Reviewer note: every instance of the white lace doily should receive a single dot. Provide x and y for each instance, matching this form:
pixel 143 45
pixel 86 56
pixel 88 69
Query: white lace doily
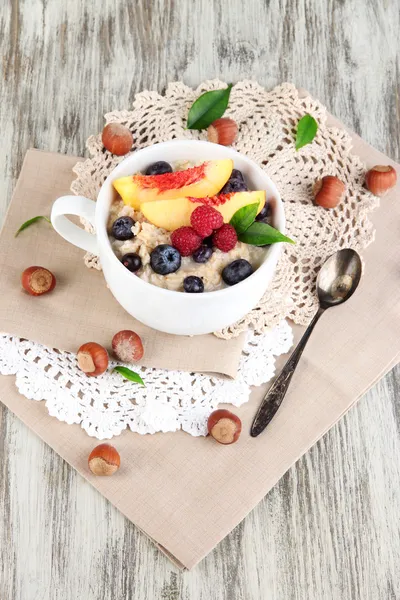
pixel 104 406
pixel 267 123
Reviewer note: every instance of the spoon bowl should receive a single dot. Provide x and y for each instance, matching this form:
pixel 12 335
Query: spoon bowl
pixel 338 278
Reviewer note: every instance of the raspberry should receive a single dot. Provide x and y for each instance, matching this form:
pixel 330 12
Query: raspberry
pixel 205 219
pixel 225 238
pixel 186 240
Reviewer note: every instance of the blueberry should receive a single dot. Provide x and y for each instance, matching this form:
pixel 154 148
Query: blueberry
pixel 202 254
pixel 208 241
pixel 165 259
pixel 236 174
pixel 235 183
pixel 158 168
pixel 132 261
pixel 264 213
pixel 237 271
pixel 193 285
pixel 122 228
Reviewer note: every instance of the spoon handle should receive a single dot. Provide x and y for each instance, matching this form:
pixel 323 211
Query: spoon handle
pixel 273 398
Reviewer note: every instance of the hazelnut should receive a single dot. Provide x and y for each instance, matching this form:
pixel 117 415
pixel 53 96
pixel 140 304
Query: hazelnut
pixel 380 179
pixel 92 359
pixel 117 139
pixel 223 131
pixel 224 426
pixel 104 460
pixel 127 346
pixel 328 191
pixel 37 281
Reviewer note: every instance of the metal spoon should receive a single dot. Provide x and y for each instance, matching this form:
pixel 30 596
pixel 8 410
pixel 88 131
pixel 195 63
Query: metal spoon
pixel 336 282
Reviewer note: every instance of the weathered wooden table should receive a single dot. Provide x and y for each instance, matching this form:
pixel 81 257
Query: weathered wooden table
pixel 330 528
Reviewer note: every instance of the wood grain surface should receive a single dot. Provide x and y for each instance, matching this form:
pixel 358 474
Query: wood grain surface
pixel 330 528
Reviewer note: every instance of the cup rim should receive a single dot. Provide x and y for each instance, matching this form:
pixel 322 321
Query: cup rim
pixel 271 254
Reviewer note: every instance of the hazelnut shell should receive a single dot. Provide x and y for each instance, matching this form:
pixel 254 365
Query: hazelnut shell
pixel 92 359
pixel 380 179
pixel 117 139
pixel 224 426
pixel 37 281
pixel 104 460
pixel 127 346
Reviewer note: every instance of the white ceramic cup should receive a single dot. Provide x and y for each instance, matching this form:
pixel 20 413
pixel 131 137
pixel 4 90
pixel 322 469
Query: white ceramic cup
pixel 169 311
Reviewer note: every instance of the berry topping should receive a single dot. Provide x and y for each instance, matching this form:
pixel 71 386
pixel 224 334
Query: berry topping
pixel 132 261
pixel 225 238
pixel 205 219
pixel 186 240
pixel 158 168
pixel 235 183
pixel 263 214
pixel 202 254
pixel 122 228
pixel 165 259
pixel 193 285
pixel 237 271
pixel 208 242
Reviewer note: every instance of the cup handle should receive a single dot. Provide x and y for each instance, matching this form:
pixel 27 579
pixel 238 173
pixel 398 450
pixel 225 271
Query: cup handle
pixel 81 207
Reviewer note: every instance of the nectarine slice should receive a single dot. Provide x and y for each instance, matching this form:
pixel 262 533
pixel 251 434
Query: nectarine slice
pixel 204 180
pixel 175 213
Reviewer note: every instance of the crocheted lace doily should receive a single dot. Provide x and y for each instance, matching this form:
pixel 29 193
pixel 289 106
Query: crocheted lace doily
pixel 104 406
pixel 267 122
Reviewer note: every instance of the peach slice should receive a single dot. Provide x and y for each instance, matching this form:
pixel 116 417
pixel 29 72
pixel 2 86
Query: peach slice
pixel 172 214
pixel 204 180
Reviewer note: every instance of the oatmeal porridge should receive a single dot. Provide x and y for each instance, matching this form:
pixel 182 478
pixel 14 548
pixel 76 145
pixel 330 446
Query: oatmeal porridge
pixel 175 228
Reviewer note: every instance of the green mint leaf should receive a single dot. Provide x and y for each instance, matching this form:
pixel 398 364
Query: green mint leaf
pixel 307 129
pixel 208 107
pixel 261 234
pixel 30 222
pixel 244 217
pixel 128 374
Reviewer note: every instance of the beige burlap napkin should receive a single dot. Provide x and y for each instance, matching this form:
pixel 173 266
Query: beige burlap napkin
pixel 187 493
pixel 81 308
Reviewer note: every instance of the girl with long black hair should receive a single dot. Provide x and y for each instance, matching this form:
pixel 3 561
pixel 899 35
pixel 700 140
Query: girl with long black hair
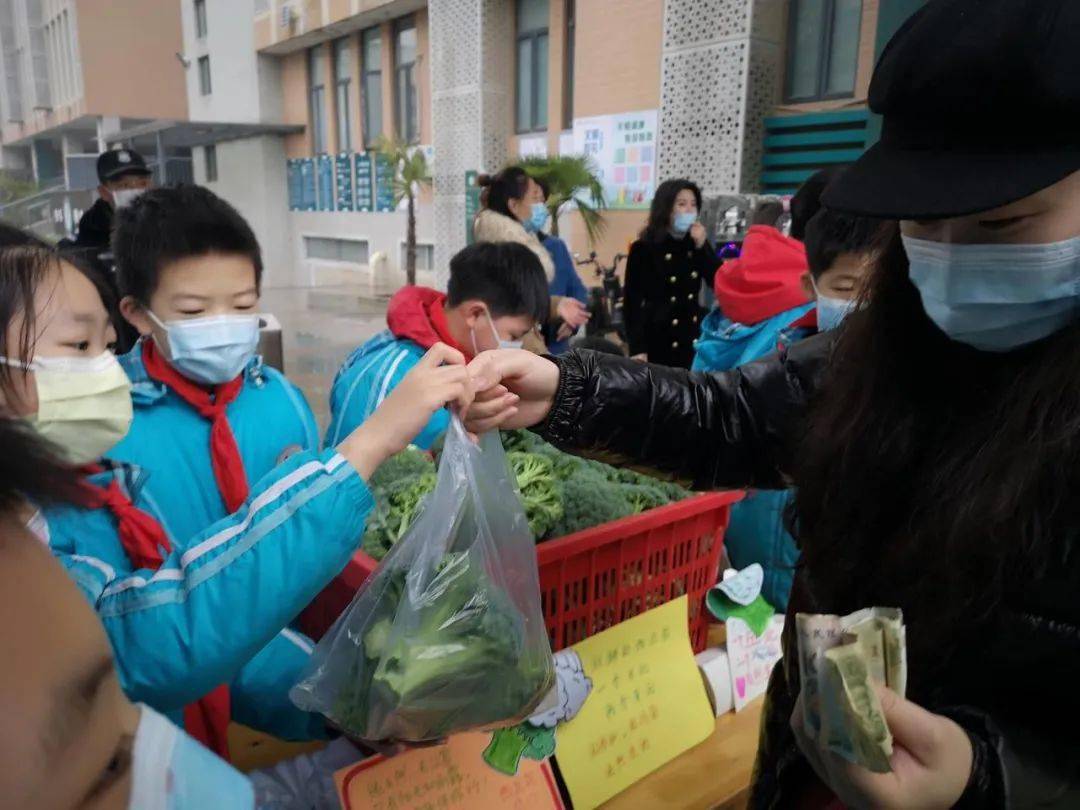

PROBLEM DETAILS ::
In the listing above, transcribe exactly everything from the line containing "Reviewer note: every instance of the crocheted" down to the line containing "pixel 330 446", including both and nothing more.

EXERCISE RESULT ::
Reviewer note: every instance of the crocheted lace doily should receive a single dot. Provide x and y for each instance, matching this form:
pixel 29 193
pixel 289 106
Query: crocheted lace doily
pixel 104 406
pixel 267 122
Reviewer note: every instance of the peach slice should receive a single dot. Provide x and y for each instance, matching this form:
pixel 116 417
pixel 29 72
pixel 2 86
Query: peach slice
pixel 172 214
pixel 204 180
Reviewer note: every instance of the oatmeal porridge should receive a single dot. Provide x and y for each instance, matching this form:
pixel 182 478
pixel 14 548
pixel 76 145
pixel 330 446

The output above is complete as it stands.